Exercise set:
(1) In the passage on religion and free thought, what did Calvin declare it meant to advocate religious toleration?
(2) Pull out everything from "No religionist seems" down to "every other religion." in the passage on religion and free thought, copying it word for word.
(3) For each statement below, decide whether the passage on religion and free thought agrees with it, answering yes or no and quoting the words that decide it. (a) Religion accepts homage only from the prostrate. (b) People are responsible to gods for their thoughts. (c) The writer was taught to admire Catholicism.

Extract:
* * * *
Better rot in the windowless tomb, to which there is no door but
the red mouth of the pallid worm, than wear the jeweled collar even
of a god.
Religion does not, and cannot, contemplate man as free. She
accepts only the homage of the prostrate, and scorns the offerings
of those who stand erect. She cannot tolerate the liberty of
thought. The wide and sunny fields belong not to her domain. The
star-lit heights of genius and individuality are above and beyond
her appreciation and power. Her subjects cringe at her feet,
covered with the dust of obedience. They are not athletes standing
posed by rich life and brave endeavor like antique statues, but
shriveled deformities, studying with furtive glance the cruel face
of power.
No religionist seems capable of comprehending this plain
truth. There is this difference between thought and action: for our
actions we are responsible to ourselves and to those injuriously
affected; for thoughts, there can, in the nature of things, be no
responsibility to gods or men, here or hereafter. And yet the
Protestant has vied with the Catholic in denouncing freedom of
thought; and while I was taught to hate Catholicism with every drop
of my blood, it is only justice to say, that in all essential
particulars it is precisely the same as every other religion.
Luther denounced mental liberty with all the coarse and brutal
vigor of his nature; Calvin despised, from the very bottom of his
petrified heart, anything that even looked like religious
toleration, and solemnly declared that to advocate it was to
crucify Christ afresh. All the founders of all the orthodox
churches have advocated the same infamous tenet. The truth is, that
what is called religion is necessarily inconsistent with free
thought.
* * * *
Given entries:
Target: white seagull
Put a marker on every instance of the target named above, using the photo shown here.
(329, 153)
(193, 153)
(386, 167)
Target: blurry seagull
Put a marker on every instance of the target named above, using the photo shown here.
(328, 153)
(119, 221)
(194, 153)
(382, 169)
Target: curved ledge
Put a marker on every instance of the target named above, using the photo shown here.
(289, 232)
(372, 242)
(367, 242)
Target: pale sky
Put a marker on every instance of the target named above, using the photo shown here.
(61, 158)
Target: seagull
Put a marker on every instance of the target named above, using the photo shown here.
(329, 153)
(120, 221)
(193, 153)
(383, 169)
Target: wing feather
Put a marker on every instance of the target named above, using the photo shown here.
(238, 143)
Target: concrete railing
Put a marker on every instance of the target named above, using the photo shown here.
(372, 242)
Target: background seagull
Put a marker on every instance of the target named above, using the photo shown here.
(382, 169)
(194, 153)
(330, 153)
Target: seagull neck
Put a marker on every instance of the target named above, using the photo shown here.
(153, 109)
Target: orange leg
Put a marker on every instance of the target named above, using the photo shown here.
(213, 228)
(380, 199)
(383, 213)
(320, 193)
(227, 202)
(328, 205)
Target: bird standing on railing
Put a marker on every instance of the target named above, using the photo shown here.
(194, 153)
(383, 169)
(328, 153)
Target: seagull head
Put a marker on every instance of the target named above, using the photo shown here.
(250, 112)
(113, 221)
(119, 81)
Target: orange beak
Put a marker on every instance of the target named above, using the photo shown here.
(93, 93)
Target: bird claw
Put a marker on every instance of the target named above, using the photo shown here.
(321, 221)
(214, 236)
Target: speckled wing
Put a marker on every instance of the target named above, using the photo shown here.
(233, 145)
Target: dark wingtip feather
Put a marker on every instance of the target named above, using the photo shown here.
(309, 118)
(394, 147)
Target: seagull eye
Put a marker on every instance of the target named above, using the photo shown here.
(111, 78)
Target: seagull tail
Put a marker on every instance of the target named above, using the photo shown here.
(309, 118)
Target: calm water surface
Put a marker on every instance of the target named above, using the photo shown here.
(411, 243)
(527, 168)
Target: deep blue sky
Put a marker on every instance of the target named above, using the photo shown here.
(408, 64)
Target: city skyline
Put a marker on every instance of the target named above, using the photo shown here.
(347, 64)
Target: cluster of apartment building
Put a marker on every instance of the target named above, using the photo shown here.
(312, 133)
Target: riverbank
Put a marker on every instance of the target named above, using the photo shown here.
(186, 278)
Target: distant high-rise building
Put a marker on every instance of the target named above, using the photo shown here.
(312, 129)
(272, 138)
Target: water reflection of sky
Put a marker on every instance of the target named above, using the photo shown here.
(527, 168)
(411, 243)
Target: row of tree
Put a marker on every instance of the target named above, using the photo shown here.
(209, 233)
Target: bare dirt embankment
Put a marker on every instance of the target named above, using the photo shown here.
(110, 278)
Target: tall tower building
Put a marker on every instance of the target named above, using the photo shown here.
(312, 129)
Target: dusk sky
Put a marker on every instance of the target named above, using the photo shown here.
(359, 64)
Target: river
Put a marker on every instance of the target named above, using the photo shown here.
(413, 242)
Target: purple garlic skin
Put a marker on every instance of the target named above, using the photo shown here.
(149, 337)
* * * *
Solutions by task:
(1) To crucify Christ afresh.

(2)
No religionist seems capable of comprehending this plain
truth. There is this difference between thought and action: for our
actions we are responsible to ourselves and to those injuriously
affected; for thoughts, there can, in the nature of things, be no
responsibility to gods or men, here or hereafter. And yet the
Protestant has vied with the Catholic in denouncing freedom of
thought; and while I was taught to hate Catholicism with every drop
of my blood, it is only justice to say, that in all essential
particulars it is precisely the same as every other religion.

(3)
(a) Yes: "She accepts only the homage of the prostrate"
(b) No: "for thoughts, there can, in the nature of things, be no responsibility to gods or men, here or hereafter"
(c) No: "I was taught to hate Catholicism with every drop of my blood"